| Enunciado 1 |
Responde estas preguntas sobre la crónica de Maradona:
(a) ¿De qué equipo era el abuelo del narrador?
(b) ¿En qué zona estaba la casa donde la familia vio la final Alemania-Argentina?
(c) Según los padres del narrador, ¿de qué lugar viene Maradona?
| Enunciado 2 |
Repite, por favor, las filas empezando por la que contiene "In the photo above, where can the wooden console" y terminando con la última de las filas.

═════ Texto fuente ═════

Sociedad

Lecciones de Maradona y el sida

No fui un niño pambolero. Durante mi infancia El Santos Laguna vivía sus peores días, así que no había mucho que ver ahí. Los niños de la cerrada allá en Torreón jugábamos al beis. Todos querían armar su equipo a los Dodgers. Pero mi naturaleza propicia a llevar la contraria me obligaba por verme diferente. Coaccionaba a los vecinos para que fuéramos los Bravos o los Azulejos de Toronto, el equipo de mi abuelo. Apostábamos chocolates gringos que comprábamos en la fayuca de la Vicente Guerrero.

Luego venían las vacaciones largas. En el sexenio de Miguel de la Madrid estábamos más de dos meses fuera del salón escolar. Las primas de mi madre organizaron una tremenda peda familiar para la final Alemania-Argentina aquel 29 de junio. Mis nociones del soccer eran lejanas. Pero si que sabía quién era Michael Schumacher y Jorge Valdano solo de ver la televisión. En esa casa de Azcapotzalco se respiraba cierto clasemediero apoyo a la selección germana. Decían que los alemanes le bajarían los humos a Diego. Excepto mis padres y una prima de mi madre que escuchaba a Mercedes Sosa mientras leía cómics de Mafalda. Nunca olvidaré la respuesta de mis padres a esas aseveraciones: “Dirán lo que quieran, pero Maradona viene del mismo lugar que nosotros: el tercer mundo. Él es nuestro. Nos entiende con la frente en alto ante los teutones. Y no se avergüenza. Apoyarlo no es subirle los humos. Es una cuestión de dignidad”. Creo que fue de las pocas veces que vi a mis padres auténticamente contentos uno con el otro.

Con Diego Armando Maradona empecé a tener conciencia sobre ser latinoamericano en un planeta dividido entre el primer mundo y banderas subdesarrolladas. El fut era un asunto de gritos desesperados por la identidad y pertenencia.

Entonces conocí “La mano de Dios”.

═════ Listado ═════

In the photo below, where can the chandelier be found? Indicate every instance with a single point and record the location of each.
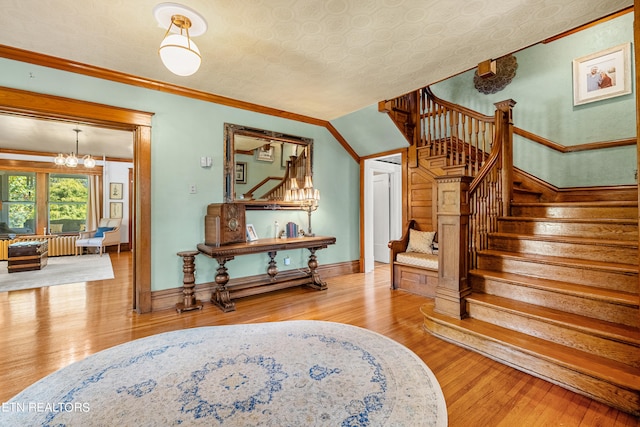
(308, 198)
(71, 161)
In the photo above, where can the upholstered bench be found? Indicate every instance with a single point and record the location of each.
(414, 261)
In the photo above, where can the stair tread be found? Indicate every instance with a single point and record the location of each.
(614, 221)
(595, 366)
(614, 331)
(555, 260)
(614, 203)
(585, 291)
(568, 239)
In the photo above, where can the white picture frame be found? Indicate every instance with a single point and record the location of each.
(602, 75)
(251, 233)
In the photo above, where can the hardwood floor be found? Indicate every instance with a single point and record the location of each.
(46, 329)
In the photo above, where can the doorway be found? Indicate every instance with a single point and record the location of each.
(36, 105)
(382, 207)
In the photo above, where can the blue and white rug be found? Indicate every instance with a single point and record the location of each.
(296, 373)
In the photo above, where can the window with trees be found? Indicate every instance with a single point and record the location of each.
(25, 195)
(20, 204)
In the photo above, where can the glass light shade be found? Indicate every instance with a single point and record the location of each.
(307, 182)
(180, 55)
(89, 162)
(71, 161)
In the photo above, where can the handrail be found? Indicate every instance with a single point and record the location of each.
(574, 148)
(461, 108)
(296, 168)
(464, 137)
(249, 194)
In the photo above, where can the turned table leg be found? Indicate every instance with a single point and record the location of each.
(221, 296)
(317, 282)
(189, 301)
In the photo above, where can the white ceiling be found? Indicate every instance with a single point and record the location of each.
(319, 58)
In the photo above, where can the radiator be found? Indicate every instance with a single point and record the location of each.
(58, 245)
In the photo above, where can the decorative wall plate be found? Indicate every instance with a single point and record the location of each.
(505, 72)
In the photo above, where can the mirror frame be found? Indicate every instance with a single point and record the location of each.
(230, 132)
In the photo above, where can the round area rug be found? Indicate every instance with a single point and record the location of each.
(296, 373)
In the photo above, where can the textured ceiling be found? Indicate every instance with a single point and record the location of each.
(320, 58)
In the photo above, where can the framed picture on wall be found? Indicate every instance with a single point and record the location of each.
(251, 233)
(115, 209)
(602, 75)
(241, 172)
(115, 190)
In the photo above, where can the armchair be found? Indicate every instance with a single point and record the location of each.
(107, 234)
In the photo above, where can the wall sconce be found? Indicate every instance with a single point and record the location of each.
(177, 51)
(308, 197)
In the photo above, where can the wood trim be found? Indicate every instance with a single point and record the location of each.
(142, 219)
(50, 153)
(38, 105)
(574, 148)
(589, 25)
(166, 299)
(333, 131)
(116, 76)
(44, 167)
(384, 154)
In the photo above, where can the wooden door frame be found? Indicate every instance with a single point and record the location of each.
(36, 105)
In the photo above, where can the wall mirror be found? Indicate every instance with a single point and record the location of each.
(259, 166)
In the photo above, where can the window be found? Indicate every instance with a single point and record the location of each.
(20, 209)
(68, 196)
(62, 198)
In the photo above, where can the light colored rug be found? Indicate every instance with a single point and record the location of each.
(58, 271)
(295, 373)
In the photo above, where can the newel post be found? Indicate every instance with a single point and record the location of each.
(504, 128)
(453, 239)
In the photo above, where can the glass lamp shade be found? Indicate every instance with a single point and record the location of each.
(89, 162)
(180, 55)
(71, 161)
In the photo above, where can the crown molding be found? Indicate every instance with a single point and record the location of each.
(35, 58)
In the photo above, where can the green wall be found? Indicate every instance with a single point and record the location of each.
(543, 90)
(183, 130)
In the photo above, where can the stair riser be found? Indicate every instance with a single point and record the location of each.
(606, 253)
(602, 391)
(572, 229)
(598, 345)
(629, 212)
(619, 281)
(598, 309)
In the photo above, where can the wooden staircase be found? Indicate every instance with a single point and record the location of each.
(555, 294)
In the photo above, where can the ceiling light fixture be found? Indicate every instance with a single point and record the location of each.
(177, 51)
(71, 161)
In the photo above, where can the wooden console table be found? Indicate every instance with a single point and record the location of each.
(223, 294)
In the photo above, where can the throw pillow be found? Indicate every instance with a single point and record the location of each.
(420, 241)
(100, 231)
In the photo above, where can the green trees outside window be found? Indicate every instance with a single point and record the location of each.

═════

| Solución 1 |
(a) De los Azulejos de Toronto.
(b) En Azcapotzalco.
(c) Del mismo lugar que ellos: el tercer mundo.

| Solución 2 |
In the photo above, where can the wooden console table be found? Indicate every instance with a single point and record the location of each.
(223, 294)
In the photo above, where can the throw pillow be found? Indicate every instance with a single point and record the location of each.
(420, 241)
(100, 231)
In the photo above, where can the green trees outside window be found? Indicate every instance with a single point and record the location of each.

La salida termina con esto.